**DOCUMENT:**
++++++++++++++++++++
How is it ridiculous? You expect people to guess at figuring out everything in a language they don't understand in a JRPG out of all games. Had we been discusing hack'n slash games, shmups, sidescrollers, or fighters you'd have a point. Do _you_ realize how ridiculous your claim is? Sure, some things will click if you have some experience with JRPG games but you will absolutely be lost in terms of story and quest descriptors, you know, key points in a RPG. 



> It's made even easier when we're talking about games in a series, where it's stupidly obvious what all the buttons do because they haven't changed a bit.
> 
> You don't need crappy English cards or anything like that. It's just common sense most of the time. Beating the Agito demo was a piece of cake and half the people that did it wouldn't even be able to tell you what "あなたは嫌なやつ" means even though everyone on the entire planet should be able to insult people in any language.


It was a demo. It doesn't really matter. Demos are only 10 minutes and shit at best.

But its not really common sense. Even the average hardcore gamer will have some difficulty trying to understand the finer mechanics of a RPG in another language you don't understand.



> I'm not going to judge you for your inability to play video games unless they're written in English, but damn... Just because you can't doesn't mean everyone else is unable to. *The amount of people that import, play and beat games without ever even learning the language itself is much higher than the number of people who can actually speak the language* - and that's not just English-speakers picking up Japanese games, either, but Europeans buying games from England or Koreans picking up games from Japan.


I would like proof of this. Some statistical evidence to back this claim up otherwise I'm going to have to take that with a grain of salt.

You seem to be missing my point though. My whole post was in relation to JRPGs or any game that's wordy. Of course you can _play_ JRPGs without understanding the language, no shit, but whats the point? You have no clue whats going on in terms of story and quests if you don't understand the language. Not all RPGs in Japan have brain dead "HPblablahblah50" item descriptors. Its like driving a car blind. Yeah you can do it but its crazy and there is a reason many people don't do that shit. Its pretty much guesswork on everything. However, for some reason you keep saying video games in general when I'm just talking about JRPGs, like Type-0.

I import games a lot as a non-Japanese speaker and I've imported a few JRPGs before from Japan out of hype, which is why I don't recommend people importing JRPGs unless they speak the language. You can get by on shmups, fighters, hack'n slash, racing games, etc. without much of a language barrier. Main menus might be a hassle at first but it shouldn't take too long to guess what is what. RPGs are different. Example. Suzie the Witch gives you some quest to find a rare item from an Adamantoise in the Lockness Forest. If its not in a language you understand you wouldn't know what the hell the lady asked you to do. Or item might tell you

Just because you and a circle of people wade through a game in a language you don't understand doesn't mean other people will.
++++++++++++++++++++
(Records of labeled points)

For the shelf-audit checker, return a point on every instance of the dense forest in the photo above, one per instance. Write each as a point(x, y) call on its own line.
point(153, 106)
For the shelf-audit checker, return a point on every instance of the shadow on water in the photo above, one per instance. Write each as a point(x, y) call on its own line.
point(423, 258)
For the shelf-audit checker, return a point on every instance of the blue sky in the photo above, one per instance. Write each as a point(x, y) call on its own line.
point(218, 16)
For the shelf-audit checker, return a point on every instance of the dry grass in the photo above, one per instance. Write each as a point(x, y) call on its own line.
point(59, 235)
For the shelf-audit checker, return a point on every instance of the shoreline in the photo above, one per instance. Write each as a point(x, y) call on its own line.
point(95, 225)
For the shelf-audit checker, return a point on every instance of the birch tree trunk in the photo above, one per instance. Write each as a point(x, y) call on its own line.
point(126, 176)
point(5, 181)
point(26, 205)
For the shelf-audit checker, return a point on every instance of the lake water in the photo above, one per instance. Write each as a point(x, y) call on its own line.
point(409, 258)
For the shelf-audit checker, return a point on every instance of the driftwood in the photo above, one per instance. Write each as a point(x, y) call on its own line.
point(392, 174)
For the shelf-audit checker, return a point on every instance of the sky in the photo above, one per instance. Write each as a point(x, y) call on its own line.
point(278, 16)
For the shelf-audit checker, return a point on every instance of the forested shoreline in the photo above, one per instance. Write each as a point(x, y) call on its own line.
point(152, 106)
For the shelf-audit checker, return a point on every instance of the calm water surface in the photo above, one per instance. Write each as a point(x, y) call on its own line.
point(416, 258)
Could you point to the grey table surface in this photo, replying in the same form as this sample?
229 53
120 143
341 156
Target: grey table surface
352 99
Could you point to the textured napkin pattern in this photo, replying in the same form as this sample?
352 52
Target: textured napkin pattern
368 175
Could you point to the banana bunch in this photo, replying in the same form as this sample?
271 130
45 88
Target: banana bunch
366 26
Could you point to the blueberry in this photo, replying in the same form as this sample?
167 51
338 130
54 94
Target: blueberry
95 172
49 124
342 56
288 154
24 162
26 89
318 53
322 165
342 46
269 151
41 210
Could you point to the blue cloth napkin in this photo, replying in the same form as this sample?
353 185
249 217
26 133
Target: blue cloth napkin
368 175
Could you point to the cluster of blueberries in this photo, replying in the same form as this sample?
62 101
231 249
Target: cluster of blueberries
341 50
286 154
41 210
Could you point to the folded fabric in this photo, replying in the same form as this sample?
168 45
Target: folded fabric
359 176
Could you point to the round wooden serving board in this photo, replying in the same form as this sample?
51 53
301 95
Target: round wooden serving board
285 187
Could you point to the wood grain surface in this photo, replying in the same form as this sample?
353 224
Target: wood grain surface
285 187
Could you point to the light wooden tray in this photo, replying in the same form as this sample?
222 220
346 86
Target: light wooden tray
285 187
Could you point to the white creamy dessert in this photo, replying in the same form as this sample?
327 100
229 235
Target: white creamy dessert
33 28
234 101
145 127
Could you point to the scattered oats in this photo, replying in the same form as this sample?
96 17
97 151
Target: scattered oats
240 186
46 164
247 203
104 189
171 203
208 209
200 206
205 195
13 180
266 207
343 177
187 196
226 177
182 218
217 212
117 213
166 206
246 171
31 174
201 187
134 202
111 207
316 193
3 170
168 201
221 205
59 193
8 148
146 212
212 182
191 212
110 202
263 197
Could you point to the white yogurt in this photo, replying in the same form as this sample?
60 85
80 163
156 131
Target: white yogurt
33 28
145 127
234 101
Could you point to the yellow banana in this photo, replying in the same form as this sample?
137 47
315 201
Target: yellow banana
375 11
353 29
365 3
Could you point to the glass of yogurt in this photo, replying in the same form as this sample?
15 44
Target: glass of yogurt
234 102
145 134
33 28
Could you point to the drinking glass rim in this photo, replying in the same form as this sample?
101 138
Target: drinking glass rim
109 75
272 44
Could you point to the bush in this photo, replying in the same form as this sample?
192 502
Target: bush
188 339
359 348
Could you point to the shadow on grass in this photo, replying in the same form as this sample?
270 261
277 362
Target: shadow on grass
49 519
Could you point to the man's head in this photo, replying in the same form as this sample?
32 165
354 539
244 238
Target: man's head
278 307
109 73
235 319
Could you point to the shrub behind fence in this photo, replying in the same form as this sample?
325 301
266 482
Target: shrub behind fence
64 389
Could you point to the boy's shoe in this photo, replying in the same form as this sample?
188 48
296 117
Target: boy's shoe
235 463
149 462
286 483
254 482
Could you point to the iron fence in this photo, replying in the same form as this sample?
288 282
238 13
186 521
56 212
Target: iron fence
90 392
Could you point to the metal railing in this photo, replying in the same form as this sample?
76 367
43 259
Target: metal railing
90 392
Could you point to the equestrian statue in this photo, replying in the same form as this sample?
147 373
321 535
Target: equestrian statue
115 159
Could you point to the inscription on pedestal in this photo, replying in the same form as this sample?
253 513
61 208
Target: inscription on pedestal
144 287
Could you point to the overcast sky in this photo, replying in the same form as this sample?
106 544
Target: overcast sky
++++++++++++++++++++
**EXERCISE REQUIREMENTS:**
(a) List the game genres that the paragraph of the forum thread beginning "I import games a lot" names as playable without much of a language barrier.
(b) In the forum thread, which game does the reply give as an example of the JRPGs it is talking about?

**TASK-BY-TASK OUTPUTS:**
(a) shmups, fighters, hack'n slash, racing games

(b) Type-0